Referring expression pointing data

• • • • •

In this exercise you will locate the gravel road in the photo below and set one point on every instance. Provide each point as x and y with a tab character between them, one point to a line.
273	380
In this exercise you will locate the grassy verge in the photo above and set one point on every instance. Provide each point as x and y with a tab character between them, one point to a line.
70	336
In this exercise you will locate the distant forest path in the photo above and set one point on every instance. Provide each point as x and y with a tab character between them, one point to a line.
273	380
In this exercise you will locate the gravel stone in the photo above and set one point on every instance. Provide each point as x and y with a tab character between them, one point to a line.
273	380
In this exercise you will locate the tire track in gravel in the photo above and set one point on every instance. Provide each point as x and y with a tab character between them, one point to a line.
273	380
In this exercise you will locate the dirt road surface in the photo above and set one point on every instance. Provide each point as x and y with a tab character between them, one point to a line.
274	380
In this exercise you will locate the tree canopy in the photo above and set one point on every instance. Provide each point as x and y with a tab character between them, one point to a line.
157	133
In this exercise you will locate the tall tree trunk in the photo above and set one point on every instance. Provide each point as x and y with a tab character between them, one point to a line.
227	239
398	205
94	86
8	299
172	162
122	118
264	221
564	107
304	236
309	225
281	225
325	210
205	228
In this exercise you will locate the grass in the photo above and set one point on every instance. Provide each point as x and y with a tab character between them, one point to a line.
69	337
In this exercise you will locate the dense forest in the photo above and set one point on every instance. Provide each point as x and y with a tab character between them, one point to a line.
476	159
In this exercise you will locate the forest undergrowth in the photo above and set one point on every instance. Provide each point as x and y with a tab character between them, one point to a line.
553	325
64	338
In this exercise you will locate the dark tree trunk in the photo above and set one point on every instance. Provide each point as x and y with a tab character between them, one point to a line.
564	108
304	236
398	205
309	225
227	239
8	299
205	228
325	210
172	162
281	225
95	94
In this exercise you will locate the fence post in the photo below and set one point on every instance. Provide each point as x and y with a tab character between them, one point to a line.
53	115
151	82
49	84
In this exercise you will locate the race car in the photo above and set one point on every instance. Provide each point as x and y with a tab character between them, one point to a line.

• • • • •

The problem: An exact copy of the lines from the one holding "In this exercise you will locate the dark" through the end of the data is the whole answer.

Solution to this problem:
In this exercise you will locate the dark tree trunk in the photo above and set one point on every instance. Provide each point as x and y with a tab character between them, one point to a line.
564	108
304	236
398	205
309	225
227	239
8	299
205	228
325	210
172	162
281	225
95	94
In this exercise you will locate the fence post in the photo below and set one point on every instance. Provide each point as x and y with a tab character between them, one point to a line.
53	115
151	82
49	84
In this exercise you will locate the race car in the photo above and set one point on every instance. Provide each point as x and y with a tab character between them, one point to a line.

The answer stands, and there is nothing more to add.